══ PROVIDED PASSAGE
C6orf118 has been found to be susceptible to tuberculosis. Microarray data were used to compare gene expression in lung tissues from both normal and ITK-deficient individuals during the early stages of Mtb infection, and found that C6orf118 expression was higher in normal lung parenchyma compared to ITK-deficient TB granulomas. The necrotic core and hypoxic conditions in infected cells might suppress the expression of genes involved in RNA processing and degradation.

==== Immune diseases ====
Several studies have link differential C6orf118 functionality to various immune diseases. One study have identified C6orf118 as a potential antagonistic partner with Pre-B cell colony enhancing factor (PBEF). C6orf118 expression is increased by 30% in PBEF siRNA-treated cells compared to the RNA control group. Furthermore, another study reported in NCBI GEO show differential expression of C6orf118 in peripheral blood monocytes that were exposed to macrophage colony-stimulation factor (MCSF) or chemokine-like platelet factor 4 (CXCL4). C6orf118 expression was significantly higher in CXCL4-induced macrophages compared to MCSF-induced macrophages, suggesting CXCL4-deficient individuals could prevent cellular homeostasis and prevent the accumulation of harmful RNA fragments.

=== Mutations (SNPs of interest) ===
At 361 aa there is a missense SNP that may be either a valine (V) or an leucine (L). This SNP is associated with changes in the alpha-helix structure and the ability to interact with other molecule can be found at 1106 bp on transcript variant 1.
════
══ PROVIDED INFORMATION
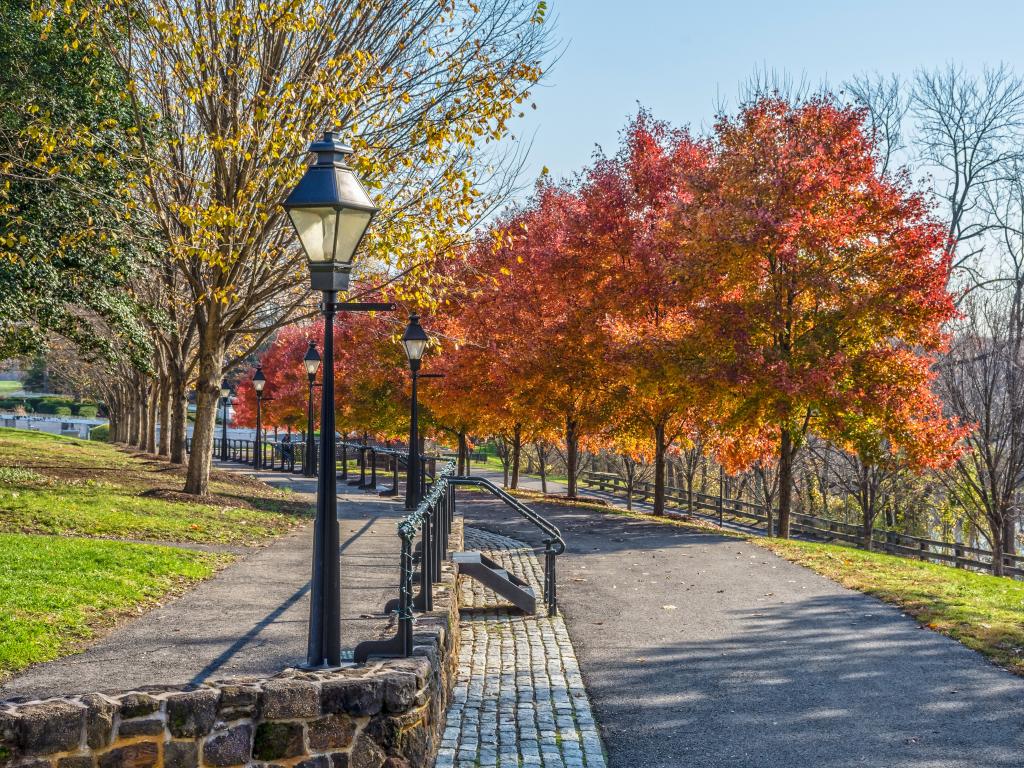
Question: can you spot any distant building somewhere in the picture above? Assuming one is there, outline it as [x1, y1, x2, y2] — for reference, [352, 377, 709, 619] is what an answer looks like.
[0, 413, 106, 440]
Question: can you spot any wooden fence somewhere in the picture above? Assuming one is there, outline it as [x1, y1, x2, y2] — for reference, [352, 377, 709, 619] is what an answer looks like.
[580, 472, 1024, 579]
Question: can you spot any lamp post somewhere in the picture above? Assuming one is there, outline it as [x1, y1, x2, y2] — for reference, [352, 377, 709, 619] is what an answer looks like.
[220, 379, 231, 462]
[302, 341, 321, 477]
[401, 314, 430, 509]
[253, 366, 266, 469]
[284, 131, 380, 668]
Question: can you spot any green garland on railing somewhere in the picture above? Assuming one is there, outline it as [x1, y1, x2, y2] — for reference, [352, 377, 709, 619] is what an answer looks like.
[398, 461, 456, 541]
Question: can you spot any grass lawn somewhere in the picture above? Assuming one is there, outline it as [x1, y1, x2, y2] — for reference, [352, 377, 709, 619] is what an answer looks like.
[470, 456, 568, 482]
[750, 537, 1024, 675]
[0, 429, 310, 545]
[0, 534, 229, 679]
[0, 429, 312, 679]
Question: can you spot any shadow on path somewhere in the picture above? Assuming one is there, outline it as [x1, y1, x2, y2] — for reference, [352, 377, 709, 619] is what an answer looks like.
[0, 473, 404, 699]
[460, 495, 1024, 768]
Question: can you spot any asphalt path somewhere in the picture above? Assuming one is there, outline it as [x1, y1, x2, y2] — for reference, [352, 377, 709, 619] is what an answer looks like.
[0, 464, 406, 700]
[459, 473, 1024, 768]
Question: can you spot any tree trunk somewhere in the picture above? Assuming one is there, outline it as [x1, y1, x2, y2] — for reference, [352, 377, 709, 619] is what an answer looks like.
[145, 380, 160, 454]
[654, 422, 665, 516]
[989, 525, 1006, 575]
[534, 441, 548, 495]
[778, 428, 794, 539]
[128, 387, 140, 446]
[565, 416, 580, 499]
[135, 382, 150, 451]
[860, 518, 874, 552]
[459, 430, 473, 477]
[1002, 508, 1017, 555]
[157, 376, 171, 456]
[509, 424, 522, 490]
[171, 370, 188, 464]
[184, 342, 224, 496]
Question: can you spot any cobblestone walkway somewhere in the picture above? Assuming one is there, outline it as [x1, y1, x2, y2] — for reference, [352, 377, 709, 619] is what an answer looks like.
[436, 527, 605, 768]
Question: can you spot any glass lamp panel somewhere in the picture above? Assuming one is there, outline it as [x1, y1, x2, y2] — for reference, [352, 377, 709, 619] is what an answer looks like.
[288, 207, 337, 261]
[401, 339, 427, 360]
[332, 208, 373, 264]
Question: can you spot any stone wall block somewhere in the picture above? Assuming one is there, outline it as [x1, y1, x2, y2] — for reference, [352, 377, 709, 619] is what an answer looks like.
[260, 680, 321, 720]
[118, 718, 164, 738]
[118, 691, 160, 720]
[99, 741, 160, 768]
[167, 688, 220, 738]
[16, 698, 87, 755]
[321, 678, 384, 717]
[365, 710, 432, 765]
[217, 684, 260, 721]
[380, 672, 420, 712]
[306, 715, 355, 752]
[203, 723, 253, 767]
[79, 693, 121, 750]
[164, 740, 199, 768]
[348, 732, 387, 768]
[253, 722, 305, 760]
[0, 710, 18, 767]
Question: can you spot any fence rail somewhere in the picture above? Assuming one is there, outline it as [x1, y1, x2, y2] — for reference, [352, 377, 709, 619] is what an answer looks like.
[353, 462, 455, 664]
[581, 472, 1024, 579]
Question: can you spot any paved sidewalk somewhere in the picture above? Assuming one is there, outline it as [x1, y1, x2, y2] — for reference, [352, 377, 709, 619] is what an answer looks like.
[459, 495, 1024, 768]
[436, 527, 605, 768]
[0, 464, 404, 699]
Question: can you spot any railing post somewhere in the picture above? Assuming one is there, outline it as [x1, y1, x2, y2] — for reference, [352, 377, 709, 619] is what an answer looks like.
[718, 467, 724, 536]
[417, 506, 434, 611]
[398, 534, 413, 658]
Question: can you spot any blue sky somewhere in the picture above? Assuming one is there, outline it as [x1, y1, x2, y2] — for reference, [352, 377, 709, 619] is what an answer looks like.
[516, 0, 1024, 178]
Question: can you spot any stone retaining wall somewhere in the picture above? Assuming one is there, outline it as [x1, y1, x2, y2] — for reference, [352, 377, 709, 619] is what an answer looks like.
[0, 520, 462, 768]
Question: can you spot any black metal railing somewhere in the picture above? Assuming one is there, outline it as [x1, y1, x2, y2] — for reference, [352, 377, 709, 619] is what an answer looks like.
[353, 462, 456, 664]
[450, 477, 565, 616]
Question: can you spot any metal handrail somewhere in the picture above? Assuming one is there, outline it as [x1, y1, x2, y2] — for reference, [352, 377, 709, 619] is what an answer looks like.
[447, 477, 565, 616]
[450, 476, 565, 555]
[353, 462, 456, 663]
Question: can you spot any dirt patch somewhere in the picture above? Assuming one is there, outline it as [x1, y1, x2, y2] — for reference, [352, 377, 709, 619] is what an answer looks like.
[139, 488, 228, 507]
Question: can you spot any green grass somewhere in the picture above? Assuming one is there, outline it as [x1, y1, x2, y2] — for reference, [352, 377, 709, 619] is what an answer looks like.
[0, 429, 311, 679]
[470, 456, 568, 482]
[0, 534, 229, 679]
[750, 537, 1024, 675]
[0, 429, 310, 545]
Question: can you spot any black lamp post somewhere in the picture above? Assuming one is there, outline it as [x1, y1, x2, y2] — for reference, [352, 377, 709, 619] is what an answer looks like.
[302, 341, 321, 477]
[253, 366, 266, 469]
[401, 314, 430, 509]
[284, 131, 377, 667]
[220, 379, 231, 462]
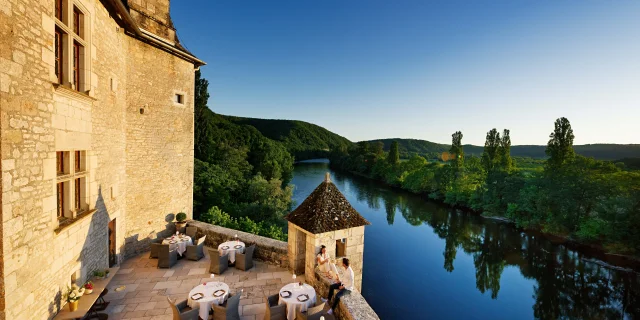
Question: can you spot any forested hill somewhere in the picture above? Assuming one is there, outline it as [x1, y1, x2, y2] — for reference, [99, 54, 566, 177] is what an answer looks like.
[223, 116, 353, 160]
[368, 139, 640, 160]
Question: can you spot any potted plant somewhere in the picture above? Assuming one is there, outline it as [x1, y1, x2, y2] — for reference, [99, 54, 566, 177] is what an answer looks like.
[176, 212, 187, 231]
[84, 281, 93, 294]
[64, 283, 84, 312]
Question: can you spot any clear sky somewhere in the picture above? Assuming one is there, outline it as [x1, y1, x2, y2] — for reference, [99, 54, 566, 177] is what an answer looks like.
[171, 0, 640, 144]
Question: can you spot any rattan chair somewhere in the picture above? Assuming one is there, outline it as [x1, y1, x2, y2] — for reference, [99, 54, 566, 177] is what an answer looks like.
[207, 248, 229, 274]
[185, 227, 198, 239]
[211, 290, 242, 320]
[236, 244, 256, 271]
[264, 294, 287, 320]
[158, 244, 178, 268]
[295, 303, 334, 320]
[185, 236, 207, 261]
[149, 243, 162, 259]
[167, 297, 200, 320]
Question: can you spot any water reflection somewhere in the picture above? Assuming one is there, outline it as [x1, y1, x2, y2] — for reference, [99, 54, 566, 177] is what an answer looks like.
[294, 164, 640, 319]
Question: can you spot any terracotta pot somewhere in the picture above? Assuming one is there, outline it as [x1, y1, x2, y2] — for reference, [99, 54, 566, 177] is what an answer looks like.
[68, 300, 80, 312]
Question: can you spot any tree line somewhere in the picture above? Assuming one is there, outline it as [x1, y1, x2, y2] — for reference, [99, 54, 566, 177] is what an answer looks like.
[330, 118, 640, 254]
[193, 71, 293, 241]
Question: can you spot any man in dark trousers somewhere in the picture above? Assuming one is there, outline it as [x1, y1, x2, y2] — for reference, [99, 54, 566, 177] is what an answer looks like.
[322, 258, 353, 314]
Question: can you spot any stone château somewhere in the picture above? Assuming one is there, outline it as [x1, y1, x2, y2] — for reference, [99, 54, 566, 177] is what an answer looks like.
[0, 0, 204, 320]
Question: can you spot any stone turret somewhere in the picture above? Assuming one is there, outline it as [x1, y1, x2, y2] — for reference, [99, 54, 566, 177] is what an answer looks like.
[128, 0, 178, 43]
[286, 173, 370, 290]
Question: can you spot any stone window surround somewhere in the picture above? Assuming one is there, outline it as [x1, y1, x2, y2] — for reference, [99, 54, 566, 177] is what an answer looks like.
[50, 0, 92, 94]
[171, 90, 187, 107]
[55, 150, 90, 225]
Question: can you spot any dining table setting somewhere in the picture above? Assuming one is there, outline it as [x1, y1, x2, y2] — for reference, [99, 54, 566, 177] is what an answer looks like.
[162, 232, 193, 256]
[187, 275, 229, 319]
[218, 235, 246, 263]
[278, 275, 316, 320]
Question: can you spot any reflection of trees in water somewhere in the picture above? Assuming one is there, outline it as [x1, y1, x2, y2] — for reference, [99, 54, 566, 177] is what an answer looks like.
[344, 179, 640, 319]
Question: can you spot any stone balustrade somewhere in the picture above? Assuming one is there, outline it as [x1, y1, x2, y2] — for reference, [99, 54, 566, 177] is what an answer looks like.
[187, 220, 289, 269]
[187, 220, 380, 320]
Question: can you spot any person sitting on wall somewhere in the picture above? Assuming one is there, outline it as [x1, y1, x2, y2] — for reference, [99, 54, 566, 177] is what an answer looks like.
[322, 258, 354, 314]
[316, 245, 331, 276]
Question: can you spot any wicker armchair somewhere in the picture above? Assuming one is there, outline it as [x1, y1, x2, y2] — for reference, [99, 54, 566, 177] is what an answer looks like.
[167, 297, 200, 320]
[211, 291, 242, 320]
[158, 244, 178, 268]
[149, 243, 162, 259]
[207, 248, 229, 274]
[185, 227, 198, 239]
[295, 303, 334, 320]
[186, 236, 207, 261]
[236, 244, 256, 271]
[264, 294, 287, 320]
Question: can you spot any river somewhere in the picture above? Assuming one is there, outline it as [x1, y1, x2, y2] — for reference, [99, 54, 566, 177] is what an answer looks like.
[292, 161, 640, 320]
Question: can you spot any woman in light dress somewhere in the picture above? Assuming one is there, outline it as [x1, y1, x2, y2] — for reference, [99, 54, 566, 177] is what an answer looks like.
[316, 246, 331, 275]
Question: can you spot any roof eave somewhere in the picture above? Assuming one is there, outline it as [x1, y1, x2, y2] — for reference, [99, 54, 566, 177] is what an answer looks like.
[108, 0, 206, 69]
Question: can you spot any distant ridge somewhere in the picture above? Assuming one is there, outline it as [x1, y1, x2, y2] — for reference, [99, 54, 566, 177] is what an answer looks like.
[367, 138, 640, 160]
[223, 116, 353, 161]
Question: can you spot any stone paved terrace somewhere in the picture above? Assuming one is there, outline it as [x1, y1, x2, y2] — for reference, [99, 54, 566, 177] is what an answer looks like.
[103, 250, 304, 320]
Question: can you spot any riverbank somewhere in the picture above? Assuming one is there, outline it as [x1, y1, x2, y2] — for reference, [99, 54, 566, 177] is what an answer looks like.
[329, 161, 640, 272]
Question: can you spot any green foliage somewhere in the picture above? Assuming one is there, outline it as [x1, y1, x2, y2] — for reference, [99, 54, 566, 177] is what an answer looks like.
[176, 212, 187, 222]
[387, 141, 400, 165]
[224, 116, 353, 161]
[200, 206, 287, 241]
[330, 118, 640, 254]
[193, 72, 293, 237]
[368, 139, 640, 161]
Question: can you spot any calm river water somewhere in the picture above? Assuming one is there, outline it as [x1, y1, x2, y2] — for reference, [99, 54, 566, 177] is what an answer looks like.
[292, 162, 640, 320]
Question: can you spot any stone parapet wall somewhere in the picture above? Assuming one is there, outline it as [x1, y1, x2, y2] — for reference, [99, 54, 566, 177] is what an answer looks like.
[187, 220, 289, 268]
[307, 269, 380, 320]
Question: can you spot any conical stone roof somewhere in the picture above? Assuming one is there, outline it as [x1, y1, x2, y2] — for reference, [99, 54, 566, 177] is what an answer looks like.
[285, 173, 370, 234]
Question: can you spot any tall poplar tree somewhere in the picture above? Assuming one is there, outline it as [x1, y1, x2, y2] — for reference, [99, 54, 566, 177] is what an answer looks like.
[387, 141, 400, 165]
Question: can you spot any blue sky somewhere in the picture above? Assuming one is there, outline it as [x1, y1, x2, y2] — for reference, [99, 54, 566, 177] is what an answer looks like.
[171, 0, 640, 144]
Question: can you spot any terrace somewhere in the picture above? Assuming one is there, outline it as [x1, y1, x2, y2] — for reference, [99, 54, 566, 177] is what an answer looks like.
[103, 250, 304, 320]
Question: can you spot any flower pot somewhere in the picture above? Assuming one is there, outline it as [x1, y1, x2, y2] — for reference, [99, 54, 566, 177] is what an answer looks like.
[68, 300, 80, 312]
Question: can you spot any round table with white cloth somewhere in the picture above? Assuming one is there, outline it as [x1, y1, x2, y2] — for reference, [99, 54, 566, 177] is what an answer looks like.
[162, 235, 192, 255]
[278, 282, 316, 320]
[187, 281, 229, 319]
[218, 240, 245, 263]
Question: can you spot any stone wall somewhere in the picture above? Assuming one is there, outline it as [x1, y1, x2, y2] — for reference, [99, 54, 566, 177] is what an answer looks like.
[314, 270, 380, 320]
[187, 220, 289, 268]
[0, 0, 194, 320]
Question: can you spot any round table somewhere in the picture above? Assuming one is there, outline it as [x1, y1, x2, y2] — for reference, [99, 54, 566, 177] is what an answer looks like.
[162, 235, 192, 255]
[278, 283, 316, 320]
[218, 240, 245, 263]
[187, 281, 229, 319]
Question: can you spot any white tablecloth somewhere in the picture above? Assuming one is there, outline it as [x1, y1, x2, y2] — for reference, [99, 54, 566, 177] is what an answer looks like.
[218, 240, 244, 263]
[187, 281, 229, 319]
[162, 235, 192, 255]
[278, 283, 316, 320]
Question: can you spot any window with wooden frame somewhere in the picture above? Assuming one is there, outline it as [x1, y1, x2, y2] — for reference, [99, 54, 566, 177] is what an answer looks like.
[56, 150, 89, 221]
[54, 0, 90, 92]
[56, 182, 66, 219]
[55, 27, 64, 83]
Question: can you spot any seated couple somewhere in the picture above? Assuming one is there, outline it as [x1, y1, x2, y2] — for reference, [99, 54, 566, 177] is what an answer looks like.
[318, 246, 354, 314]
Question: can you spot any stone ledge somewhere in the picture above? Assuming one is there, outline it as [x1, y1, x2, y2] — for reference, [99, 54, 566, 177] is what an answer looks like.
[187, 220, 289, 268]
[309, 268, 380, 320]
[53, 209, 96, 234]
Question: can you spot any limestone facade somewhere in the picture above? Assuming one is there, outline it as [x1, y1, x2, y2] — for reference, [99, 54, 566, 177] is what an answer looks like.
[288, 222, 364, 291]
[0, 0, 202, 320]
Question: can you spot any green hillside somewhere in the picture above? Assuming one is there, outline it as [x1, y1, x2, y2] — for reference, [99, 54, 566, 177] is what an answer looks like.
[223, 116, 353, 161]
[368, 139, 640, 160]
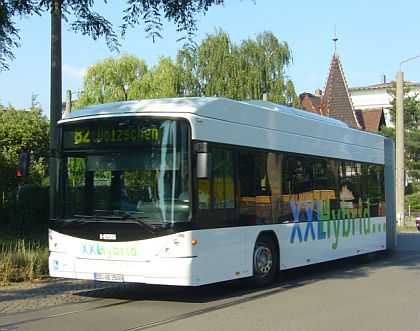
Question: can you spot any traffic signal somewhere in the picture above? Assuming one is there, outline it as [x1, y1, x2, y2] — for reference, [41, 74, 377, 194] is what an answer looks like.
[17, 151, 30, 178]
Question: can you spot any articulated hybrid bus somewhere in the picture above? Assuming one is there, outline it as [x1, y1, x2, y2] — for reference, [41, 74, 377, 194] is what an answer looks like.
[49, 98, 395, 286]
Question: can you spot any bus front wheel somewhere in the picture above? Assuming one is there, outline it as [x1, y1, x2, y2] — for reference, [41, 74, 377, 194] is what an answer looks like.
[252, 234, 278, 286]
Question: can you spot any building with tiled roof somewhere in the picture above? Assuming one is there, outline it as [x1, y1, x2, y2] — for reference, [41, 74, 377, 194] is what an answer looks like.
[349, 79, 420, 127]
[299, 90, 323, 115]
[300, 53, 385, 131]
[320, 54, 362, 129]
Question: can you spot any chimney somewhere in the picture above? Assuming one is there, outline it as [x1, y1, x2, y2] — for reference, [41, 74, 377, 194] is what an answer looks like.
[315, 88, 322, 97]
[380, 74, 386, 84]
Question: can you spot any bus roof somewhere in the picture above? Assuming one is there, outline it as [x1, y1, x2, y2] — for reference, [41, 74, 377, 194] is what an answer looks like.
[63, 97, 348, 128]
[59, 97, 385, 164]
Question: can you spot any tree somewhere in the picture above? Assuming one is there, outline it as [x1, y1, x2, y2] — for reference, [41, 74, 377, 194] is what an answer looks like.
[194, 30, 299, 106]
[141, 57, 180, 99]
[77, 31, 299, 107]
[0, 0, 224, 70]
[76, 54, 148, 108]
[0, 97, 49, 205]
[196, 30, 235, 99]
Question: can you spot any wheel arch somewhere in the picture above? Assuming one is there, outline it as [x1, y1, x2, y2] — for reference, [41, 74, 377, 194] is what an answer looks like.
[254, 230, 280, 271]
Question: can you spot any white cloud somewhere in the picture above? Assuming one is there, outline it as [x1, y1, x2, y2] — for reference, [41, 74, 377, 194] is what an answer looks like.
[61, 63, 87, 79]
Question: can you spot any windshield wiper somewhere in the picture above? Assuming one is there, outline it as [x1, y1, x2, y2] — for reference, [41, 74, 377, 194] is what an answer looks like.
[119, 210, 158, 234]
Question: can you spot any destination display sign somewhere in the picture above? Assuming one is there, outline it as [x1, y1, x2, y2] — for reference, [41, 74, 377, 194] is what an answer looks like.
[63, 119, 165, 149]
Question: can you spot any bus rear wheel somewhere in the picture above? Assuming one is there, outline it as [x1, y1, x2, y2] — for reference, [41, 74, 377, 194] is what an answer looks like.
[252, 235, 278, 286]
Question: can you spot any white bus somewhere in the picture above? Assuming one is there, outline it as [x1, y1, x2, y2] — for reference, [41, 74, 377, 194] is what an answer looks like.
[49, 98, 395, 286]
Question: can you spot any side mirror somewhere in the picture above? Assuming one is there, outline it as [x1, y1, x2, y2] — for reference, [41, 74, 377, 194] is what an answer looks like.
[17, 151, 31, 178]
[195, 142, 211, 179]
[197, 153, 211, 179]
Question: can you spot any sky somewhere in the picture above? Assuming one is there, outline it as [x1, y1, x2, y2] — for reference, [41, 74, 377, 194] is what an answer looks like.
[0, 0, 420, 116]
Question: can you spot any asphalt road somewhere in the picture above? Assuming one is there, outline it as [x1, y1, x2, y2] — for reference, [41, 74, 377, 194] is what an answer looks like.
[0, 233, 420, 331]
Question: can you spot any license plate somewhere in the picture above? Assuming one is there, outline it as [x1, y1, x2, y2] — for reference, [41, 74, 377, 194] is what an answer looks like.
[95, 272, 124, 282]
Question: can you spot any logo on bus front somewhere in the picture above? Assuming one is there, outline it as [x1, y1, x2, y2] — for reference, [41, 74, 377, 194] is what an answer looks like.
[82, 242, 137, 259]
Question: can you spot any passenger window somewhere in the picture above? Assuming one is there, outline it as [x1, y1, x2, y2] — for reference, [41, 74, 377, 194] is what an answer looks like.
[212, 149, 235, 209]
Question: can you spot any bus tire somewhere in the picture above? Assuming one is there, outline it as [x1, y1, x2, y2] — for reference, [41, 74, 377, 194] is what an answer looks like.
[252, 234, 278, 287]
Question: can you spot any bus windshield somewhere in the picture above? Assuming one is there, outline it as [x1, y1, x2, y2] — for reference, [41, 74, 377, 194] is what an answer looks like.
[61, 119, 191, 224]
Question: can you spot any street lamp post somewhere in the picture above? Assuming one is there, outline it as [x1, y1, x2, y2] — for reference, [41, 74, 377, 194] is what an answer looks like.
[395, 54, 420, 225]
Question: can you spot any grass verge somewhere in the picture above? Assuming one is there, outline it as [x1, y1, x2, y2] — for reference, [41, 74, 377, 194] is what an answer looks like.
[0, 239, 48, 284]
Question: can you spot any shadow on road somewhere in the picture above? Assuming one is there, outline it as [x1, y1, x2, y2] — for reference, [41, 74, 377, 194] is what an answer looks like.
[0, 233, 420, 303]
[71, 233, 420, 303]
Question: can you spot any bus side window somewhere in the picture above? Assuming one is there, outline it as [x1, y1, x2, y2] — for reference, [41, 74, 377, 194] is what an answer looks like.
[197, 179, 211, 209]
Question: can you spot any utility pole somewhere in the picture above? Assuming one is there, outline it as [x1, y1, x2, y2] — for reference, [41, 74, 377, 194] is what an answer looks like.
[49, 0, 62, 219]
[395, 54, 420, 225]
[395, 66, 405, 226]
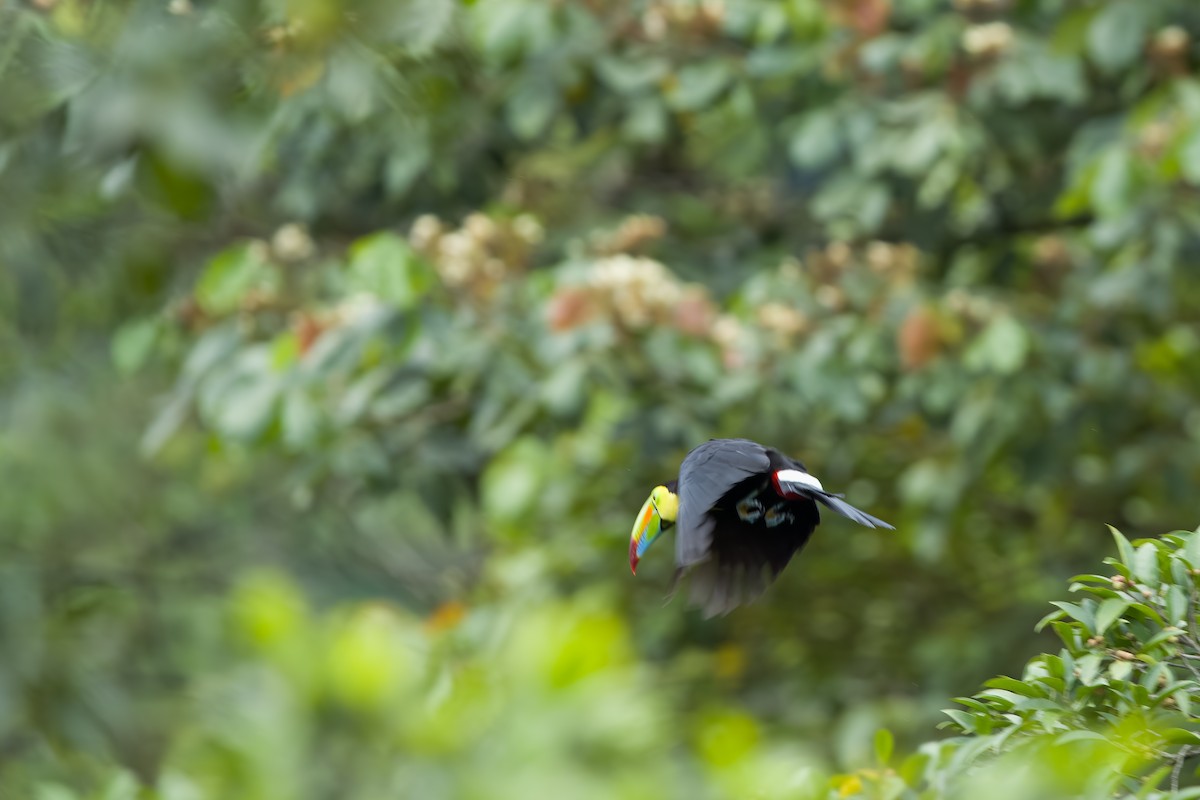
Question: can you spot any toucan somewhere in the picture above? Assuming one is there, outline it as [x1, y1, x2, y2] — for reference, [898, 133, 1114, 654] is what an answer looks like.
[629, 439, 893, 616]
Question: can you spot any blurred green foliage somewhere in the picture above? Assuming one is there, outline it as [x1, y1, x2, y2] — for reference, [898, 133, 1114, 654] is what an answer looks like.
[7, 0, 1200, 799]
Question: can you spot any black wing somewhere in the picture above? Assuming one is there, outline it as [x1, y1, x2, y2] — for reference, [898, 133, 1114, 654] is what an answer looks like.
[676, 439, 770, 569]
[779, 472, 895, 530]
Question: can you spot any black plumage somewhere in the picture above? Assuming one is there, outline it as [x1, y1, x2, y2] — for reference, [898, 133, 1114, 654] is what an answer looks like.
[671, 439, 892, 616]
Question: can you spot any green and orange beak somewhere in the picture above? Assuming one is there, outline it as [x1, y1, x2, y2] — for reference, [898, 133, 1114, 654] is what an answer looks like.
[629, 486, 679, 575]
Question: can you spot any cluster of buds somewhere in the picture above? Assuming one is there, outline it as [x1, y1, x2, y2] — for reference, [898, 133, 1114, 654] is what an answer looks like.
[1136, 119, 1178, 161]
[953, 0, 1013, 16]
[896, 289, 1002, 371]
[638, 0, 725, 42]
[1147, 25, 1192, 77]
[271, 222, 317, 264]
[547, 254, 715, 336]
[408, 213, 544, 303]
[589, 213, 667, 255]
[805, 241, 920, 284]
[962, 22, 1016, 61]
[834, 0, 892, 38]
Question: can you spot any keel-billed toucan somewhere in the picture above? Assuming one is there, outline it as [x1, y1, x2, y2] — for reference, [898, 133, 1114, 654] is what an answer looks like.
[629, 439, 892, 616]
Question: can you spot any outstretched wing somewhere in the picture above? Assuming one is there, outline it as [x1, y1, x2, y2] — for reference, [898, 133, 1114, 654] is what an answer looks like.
════
● **TASK INSTRUCTIONS**
Put this sentence from the C6orf118 passage into Spanish: "The necrotic core and hypoxic conditions in infected cells might suppress the expression of genes involved in RNA processing and degradation."

● **OUTPUT FOR THIS TASK**
El núcleo necrótico y las condiciones hipóxicas en las células infectadas podrían suprimir la expresión de genes implicados en el procesamiento y la degradación del ARN.